_STORED DATA_.
+ + + + +
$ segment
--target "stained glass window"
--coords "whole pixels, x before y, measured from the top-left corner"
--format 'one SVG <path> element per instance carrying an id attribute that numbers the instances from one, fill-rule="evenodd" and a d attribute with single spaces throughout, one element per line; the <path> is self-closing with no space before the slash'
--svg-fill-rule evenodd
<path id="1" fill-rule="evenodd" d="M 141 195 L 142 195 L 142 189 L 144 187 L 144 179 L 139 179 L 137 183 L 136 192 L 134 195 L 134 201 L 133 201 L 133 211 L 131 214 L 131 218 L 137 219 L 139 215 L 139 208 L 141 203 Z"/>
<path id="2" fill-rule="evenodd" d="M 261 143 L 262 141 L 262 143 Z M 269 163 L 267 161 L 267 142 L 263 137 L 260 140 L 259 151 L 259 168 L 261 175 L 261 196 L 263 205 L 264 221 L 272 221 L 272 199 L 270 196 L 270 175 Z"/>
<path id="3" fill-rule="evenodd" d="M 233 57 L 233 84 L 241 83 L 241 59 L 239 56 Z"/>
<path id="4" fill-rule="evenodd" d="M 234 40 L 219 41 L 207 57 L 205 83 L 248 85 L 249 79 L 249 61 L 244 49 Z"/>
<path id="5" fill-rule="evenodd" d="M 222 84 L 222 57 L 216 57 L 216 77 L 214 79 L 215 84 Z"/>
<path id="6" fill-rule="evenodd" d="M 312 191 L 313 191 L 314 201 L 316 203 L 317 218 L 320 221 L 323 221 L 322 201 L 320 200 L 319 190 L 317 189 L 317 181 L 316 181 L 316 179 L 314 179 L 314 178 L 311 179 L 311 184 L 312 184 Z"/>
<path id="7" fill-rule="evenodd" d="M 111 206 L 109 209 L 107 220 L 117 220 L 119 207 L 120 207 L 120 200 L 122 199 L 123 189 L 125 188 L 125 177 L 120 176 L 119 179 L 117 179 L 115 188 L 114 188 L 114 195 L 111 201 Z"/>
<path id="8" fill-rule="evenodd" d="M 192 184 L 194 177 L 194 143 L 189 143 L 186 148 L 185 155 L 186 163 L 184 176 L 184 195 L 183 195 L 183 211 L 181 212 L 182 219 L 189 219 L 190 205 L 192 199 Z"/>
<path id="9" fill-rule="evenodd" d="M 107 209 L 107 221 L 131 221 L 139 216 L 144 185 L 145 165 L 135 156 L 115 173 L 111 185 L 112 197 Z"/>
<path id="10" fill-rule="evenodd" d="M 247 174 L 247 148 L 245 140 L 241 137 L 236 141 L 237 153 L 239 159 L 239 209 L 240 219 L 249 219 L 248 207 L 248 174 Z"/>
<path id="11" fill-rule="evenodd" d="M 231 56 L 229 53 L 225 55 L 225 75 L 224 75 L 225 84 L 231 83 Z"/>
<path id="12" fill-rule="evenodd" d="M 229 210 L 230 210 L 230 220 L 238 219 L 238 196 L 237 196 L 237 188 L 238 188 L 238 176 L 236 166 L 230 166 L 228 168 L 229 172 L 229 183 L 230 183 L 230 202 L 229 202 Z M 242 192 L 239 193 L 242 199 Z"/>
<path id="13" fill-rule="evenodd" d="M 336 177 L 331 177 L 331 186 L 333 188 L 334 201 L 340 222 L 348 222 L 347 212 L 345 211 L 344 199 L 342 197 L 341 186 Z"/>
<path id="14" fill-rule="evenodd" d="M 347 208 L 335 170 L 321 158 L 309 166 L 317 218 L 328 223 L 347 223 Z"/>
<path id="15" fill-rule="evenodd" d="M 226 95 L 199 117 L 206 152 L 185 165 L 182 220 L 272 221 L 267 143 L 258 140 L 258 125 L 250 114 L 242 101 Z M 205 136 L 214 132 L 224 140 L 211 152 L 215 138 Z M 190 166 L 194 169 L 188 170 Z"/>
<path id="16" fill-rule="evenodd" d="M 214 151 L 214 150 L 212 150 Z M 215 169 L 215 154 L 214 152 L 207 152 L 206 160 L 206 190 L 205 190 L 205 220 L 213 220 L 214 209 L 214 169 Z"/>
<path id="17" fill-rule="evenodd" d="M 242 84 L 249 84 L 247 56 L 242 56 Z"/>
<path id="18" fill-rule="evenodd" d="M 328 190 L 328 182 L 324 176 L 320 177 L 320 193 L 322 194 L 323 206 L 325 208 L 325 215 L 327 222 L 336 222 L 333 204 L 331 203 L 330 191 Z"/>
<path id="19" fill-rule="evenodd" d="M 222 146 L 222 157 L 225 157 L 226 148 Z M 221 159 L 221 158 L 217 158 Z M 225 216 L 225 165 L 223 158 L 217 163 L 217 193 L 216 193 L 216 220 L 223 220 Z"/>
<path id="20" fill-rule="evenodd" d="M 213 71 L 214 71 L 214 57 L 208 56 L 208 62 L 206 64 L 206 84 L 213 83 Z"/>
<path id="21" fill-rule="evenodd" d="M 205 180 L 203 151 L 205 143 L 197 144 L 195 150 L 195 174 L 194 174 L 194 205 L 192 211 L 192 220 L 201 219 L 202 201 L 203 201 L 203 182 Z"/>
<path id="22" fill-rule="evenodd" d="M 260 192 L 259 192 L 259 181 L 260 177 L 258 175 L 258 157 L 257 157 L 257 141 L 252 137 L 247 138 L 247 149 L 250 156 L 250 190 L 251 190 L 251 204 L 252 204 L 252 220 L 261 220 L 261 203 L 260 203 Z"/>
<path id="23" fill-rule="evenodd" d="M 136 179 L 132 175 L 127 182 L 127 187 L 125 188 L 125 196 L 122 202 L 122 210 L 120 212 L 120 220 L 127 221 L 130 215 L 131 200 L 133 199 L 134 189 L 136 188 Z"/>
+ + + + +
_EXERCISE DESCRIPTION_. In your reply, write out all of the material exactly as it was given.

_ANSWER BOX_.
$ segment
--target "stained glass window"
--coords "whole pixels, x before y, measured from the top-left corner"
--format 'one SVG <path> element per instance carrying an id attribute that numbers the instances from one, fill-rule="evenodd" and a d attribute with single spaces throughout, one element per line; the <path> is self-closing with no space before the slash'
--svg-fill-rule evenodd
<path id="1" fill-rule="evenodd" d="M 141 195 L 142 195 L 142 189 L 144 187 L 144 179 L 139 179 L 137 183 L 136 192 L 134 195 L 134 201 L 133 201 L 133 211 L 131 214 L 131 218 L 137 219 L 139 215 L 139 208 L 141 203 Z"/>
<path id="2" fill-rule="evenodd" d="M 261 143 L 262 141 L 262 143 Z M 269 163 L 267 161 L 267 142 L 263 137 L 260 140 L 259 151 L 259 168 L 261 175 L 261 196 L 263 205 L 264 221 L 272 221 L 272 199 L 270 196 L 270 175 Z"/>
<path id="3" fill-rule="evenodd" d="M 233 57 L 233 84 L 241 83 L 241 59 L 239 56 Z"/>
<path id="4" fill-rule="evenodd" d="M 234 40 L 219 41 L 207 57 L 205 83 L 248 85 L 249 79 L 249 61 L 244 49 Z"/>
<path id="5" fill-rule="evenodd" d="M 222 84 L 222 57 L 216 57 L 216 77 L 214 79 L 215 84 Z"/>
<path id="6" fill-rule="evenodd" d="M 312 191 L 313 191 L 314 201 L 316 203 L 317 218 L 320 221 L 323 221 L 322 201 L 320 200 L 319 190 L 317 189 L 317 181 L 316 181 L 316 179 L 314 179 L 314 178 L 311 179 L 311 184 L 312 184 Z"/>
<path id="7" fill-rule="evenodd" d="M 111 206 L 109 209 L 107 220 L 117 220 L 119 207 L 120 207 L 120 200 L 122 199 L 123 189 L 125 188 L 125 177 L 120 176 L 119 179 L 117 179 L 115 188 L 114 188 L 114 195 L 111 201 Z"/>
<path id="8" fill-rule="evenodd" d="M 192 184 L 194 177 L 194 143 L 189 143 L 186 148 L 185 155 L 186 163 L 184 176 L 184 195 L 183 195 L 183 211 L 181 212 L 182 219 L 189 219 L 190 205 L 192 199 Z"/>
<path id="9" fill-rule="evenodd" d="M 107 209 L 107 221 L 131 221 L 139 216 L 144 185 L 145 165 L 135 156 L 115 173 L 111 185 L 112 197 Z"/>
<path id="10" fill-rule="evenodd" d="M 247 174 L 247 148 L 245 140 L 241 137 L 236 141 L 237 153 L 239 159 L 239 209 L 240 219 L 249 219 L 248 207 L 248 174 Z"/>
<path id="11" fill-rule="evenodd" d="M 231 56 L 229 53 L 225 55 L 225 75 L 224 75 L 225 84 L 231 83 Z"/>
<path id="12" fill-rule="evenodd" d="M 229 210 L 230 210 L 230 220 L 238 219 L 238 196 L 237 196 L 237 188 L 238 188 L 238 176 L 236 166 L 230 166 L 228 168 L 229 172 L 229 183 L 230 183 L 230 202 L 229 202 Z M 242 192 L 239 193 L 242 199 Z"/>
<path id="13" fill-rule="evenodd" d="M 336 177 L 331 177 L 331 186 L 333 188 L 334 201 L 340 222 L 348 222 L 347 212 L 345 211 L 344 199 L 342 197 L 341 186 Z"/>
<path id="14" fill-rule="evenodd" d="M 347 208 L 335 170 L 321 158 L 309 166 L 317 218 L 328 223 L 347 223 Z"/>
<path id="15" fill-rule="evenodd" d="M 226 95 L 199 117 L 206 152 L 185 165 L 182 220 L 272 221 L 267 143 L 258 140 L 258 125 L 250 114 L 242 101 Z M 205 136 L 214 132 L 224 140 L 211 152 L 215 138 Z M 190 166 L 194 169 L 188 170 Z"/>
<path id="16" fill-rule="evenodd" d="M 214 151 L 214 150 L 212 150 Z M 215 169 L 215 154 L 214 152 L 207 152 L 206 160 L 206 190 L 205 190 L 205 220 L 213 220 L 214 209 L 214 169 Z"/>
<path id="17" fill-rule="evenodd" d="M 242 84 L 249 84 L 247 56 L 242 56 Z"/>
<path id="18" fill-rule="evenodd" d="M 328 190 L 328 182 L 324 176 L 320 177 L 320 193 L 322 194 L 323 206 L 325 208 L 325 215 L 327 222 L 336 222 L 333 204 L 331 203 L 330 191 Z"/>
<path id="19" fill-rule="evenodd" d="M 222 146 L 222 157 L 225 157 L 226 148 Z M 221 159 L 221 158 L 217 158 Z M 225 216 L 225 165 L 223 158 L 217 163 L 217 193 L 216 193 L 216 220 L 223 220 Z"/>
<path id="20" fill-rule="evenodd" d="M 213 71 L 214 71 L 214 57 L 208 56 L 208 62 L 206 64 L 206 84 L 213 83 Z"/>
<path id="21" fill-rule="evenodd" d="M 205 180 L 203 151 L 205 143 L 197 144 L 195 150 L 195 174 L 194 174 L 194 205 L 192 211 L 192 220 L 201 219 L 202 201 L 203 201 L 203 182 Z"/>
<path id="22" fill-rule="evenodd" d="M 260 192 L 259 192 L 259 181 L 260 177 L 258 175 L 258 157 L 257 157 L 257 141 L 252 137 L 247 138 L 247 149 L 250 156 L 250 190 L 251 190 L 251 204 L 252 204 L 252 220 L 261 220 L 261 203 L 260 203 Z"/>
<path id="23" fill-rule="evenodd" d="M 136 179 L 132 175 L 127 182 L 127 187 L 125 188 L 125 196 L 122 202 L 122 210 L 120 212 L 120 220 L 127 221 L 130 215 L 131 200 L 133 199 L 134 189 L 136 188 Z"/>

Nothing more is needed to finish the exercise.